# What to do
Please gather every line from the entries below that contains the word "panel", and copy each one out in full.

# Coordinate labeling data
· · ·

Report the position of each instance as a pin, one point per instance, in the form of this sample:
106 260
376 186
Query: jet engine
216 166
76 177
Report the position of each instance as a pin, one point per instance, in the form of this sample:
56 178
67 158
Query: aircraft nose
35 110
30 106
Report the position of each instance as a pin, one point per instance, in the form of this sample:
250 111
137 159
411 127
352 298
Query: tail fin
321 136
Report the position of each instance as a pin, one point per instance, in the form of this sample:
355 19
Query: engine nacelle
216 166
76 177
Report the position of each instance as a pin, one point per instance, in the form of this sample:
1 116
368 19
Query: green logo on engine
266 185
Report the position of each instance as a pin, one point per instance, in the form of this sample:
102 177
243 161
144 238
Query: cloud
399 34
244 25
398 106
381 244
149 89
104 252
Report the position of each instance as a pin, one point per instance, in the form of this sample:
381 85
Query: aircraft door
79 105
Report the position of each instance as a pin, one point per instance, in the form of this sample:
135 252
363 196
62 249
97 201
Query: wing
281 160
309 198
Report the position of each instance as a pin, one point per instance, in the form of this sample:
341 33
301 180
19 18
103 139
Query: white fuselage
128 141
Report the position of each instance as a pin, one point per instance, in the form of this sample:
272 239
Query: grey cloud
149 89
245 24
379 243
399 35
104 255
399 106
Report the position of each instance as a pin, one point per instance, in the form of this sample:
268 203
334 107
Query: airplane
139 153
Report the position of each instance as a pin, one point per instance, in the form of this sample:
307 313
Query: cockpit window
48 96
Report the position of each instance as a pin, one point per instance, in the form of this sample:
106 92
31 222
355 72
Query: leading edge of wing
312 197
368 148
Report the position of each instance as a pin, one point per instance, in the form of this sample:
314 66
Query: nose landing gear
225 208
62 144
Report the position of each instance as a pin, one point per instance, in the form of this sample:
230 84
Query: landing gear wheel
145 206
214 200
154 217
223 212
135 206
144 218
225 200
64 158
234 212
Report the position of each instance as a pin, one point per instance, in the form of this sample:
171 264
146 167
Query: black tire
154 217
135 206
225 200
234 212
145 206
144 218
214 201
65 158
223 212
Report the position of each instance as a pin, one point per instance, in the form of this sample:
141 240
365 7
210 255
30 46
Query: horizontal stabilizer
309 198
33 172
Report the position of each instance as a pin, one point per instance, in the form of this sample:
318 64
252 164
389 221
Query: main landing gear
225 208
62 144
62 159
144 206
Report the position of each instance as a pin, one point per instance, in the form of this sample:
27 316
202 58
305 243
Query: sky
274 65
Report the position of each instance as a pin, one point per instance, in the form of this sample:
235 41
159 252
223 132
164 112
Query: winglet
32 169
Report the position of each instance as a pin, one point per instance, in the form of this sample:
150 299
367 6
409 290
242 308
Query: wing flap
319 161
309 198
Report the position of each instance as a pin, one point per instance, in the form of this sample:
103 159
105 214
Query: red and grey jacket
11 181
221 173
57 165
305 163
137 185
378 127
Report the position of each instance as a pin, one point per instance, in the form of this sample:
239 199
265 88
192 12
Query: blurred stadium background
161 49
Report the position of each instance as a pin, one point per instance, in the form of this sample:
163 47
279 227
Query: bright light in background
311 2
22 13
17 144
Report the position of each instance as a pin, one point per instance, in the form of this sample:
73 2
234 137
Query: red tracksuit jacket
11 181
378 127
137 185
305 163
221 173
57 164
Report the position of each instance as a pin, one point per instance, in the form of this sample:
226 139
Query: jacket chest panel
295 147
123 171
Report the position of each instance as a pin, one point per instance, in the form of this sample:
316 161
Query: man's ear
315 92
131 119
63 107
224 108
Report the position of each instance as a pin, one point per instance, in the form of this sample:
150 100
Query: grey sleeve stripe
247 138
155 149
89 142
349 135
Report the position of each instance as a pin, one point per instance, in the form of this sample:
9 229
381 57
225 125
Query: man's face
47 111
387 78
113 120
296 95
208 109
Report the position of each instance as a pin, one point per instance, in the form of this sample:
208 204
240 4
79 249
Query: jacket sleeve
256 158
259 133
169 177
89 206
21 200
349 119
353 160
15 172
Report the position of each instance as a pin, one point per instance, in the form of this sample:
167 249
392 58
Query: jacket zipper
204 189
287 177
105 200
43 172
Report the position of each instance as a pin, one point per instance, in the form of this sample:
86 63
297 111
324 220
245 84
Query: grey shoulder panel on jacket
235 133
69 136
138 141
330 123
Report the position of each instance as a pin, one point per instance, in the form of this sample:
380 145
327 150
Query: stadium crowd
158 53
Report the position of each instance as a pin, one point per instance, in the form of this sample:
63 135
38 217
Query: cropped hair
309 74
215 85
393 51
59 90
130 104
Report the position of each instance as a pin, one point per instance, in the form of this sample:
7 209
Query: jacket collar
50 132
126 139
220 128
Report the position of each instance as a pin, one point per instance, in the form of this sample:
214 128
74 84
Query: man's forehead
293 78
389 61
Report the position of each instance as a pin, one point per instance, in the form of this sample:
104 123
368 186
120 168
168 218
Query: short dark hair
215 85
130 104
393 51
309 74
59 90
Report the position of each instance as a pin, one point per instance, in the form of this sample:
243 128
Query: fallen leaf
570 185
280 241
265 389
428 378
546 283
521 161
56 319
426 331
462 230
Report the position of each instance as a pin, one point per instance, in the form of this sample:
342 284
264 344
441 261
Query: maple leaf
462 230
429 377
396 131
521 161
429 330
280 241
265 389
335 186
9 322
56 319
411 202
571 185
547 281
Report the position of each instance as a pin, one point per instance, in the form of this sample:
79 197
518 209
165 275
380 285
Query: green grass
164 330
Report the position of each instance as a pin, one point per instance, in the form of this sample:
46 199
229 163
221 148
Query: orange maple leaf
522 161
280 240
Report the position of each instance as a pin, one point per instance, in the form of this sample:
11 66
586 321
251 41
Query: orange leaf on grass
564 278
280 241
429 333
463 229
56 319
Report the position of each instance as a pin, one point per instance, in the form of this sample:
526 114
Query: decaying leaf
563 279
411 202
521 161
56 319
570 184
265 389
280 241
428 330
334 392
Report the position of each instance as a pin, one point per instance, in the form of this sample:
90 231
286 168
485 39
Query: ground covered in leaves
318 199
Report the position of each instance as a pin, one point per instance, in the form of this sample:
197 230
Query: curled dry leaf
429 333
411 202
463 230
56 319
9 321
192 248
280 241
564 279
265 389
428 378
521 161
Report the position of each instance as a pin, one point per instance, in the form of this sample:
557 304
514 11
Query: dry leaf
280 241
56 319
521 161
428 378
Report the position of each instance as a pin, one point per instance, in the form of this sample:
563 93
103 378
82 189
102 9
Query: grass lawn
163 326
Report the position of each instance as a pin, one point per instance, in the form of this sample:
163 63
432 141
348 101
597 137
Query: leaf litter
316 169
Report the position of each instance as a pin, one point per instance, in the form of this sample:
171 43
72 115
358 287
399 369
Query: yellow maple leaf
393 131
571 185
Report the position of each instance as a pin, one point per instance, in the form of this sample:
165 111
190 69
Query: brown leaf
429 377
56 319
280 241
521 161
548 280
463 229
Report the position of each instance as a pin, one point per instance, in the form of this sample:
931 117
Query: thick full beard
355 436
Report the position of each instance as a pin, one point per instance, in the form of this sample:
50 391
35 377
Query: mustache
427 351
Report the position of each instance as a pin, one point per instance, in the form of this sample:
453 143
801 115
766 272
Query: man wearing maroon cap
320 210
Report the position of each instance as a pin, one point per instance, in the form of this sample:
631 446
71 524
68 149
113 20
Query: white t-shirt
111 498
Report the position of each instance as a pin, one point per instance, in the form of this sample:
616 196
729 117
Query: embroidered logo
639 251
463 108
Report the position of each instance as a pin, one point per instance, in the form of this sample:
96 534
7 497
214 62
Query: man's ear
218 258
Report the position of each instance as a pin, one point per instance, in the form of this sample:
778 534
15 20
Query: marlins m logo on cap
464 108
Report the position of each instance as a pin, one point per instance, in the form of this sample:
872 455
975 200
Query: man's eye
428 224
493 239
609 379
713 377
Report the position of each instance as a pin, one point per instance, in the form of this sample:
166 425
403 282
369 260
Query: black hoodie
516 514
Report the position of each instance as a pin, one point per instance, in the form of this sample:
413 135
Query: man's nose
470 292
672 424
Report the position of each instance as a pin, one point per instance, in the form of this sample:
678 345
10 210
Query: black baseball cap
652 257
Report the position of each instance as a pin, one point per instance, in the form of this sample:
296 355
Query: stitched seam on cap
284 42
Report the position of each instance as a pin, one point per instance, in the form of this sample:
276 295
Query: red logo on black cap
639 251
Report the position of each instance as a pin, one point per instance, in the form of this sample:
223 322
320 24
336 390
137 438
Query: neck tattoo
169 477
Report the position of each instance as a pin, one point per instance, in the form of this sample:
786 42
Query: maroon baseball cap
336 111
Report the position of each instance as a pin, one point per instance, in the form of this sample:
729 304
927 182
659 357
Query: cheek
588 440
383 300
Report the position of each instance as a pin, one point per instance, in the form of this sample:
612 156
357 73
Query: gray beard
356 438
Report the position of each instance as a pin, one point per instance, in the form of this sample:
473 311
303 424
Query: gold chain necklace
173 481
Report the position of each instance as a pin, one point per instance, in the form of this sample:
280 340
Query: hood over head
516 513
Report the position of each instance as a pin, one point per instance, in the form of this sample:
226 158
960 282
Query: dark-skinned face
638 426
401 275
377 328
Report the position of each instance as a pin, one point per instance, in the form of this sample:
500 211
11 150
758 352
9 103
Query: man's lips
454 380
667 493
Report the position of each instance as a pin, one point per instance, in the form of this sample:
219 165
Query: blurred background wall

· · ·

# Task output
Query: jacket chest panel
Query: grey shoulder panel on jacket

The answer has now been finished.